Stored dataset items
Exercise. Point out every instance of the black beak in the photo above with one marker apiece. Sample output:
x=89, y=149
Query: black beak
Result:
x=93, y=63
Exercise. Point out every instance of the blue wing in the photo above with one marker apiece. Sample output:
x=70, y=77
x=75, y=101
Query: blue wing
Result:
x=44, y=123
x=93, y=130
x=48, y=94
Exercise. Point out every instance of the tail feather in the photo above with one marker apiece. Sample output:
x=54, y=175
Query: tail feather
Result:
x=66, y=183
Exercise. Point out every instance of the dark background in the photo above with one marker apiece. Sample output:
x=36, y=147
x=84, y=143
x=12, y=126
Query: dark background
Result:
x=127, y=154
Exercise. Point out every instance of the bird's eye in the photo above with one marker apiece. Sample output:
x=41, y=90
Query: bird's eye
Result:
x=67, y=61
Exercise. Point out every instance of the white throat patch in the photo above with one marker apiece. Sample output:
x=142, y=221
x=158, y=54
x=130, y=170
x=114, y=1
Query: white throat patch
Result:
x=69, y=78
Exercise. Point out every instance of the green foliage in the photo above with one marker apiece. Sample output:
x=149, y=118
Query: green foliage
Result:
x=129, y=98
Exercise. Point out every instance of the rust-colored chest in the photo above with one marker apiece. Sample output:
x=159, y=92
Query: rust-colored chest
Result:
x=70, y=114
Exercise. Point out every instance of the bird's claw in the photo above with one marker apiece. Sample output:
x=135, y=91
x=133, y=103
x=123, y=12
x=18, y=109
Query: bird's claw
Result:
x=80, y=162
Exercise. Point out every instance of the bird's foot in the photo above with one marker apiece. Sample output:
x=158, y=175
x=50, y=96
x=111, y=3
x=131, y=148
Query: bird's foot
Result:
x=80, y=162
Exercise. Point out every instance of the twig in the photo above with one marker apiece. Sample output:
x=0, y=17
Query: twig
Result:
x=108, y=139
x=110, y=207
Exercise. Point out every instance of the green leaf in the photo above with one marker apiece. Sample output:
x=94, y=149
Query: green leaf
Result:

- **Action item**
Set down each line of the data precisely as it appears above.

- **Result of this task**
Exercise. Point out every instance of the black beak in the photo above with one marker apiece. Sample output:
x=89, y=149
Query: black beak
Result:
x=93, y=63
Exercise. Point out every instance of the blue wing in the photo above with one marker apiece. Sample output:
x=70, y=77
x=75, y=101
Query: blue wing
Result:
x=44, y=123
x=93, y=130
x=48, y=94
Exercise. Point out every instance of the tail feather in the photo above with one marker apiece. Sample output:
x=54, y=175
Query: tail feather
Result:
x=66, y=183
Exercise. Point out every instance of the dark background in the photo above with one marker apiece. Sample output:
x=36, y=147
x=84, y=143
x=12, y=126
Query: dark background
Result:
x=127, y=154
Exercise. Point out every instance of the bird's eye in the photo above with one marker apiece. Sample output:
x=41, y=90
Query: bird's eye
Result:
x=67, y=61
Exercise. Point out every instance of the white throat patch in the photo above with one marker apiece. Sample output:
x=142, y=221
x=158, y=54
x=130, y=170
x=114, y=1
Query: white throat patch
Result:
x=69, y=78
Exercise. Point out every instance of the green foliage in the photo above with one marker apiece. Sample output:
x=149, y=118
Query: green foliage
Result:
x=129, y=98
Exercise. Point out every instance of the rust-colored chest in the photo above with one marker apiece. Sample output:
x=159, y=92
Query: rust-colored chest
Result:
x=70, y=114
Exercise. Point out every instance of the bird's claw in the photo above with one marker apiece. Sample output:
x=135, y=91
x=133, y=103
x=123, y=12
x=18, y=109
Query: bird's claw
Result:
x=80, y=162
Exercise. Point out every instance of the bird's foot in the photo above with one marker apiece. Sample output:
x=158, y=175
x=50, y=96
x=111, y=3
x=131, y=148
Query: bird's foot
Result:
x=80, y=162
Exercise. Point out every instance of the twig in the photo above with one marker apiece. Sample output:
x=0, y=17
Query: twig
Result:
x=108, y=139
x=110, y=207
Exercise. Point out every instance of the green leaf in the photo above with one marker apiece. Sample output:
x=94, y=149
Query: green leaf
Result:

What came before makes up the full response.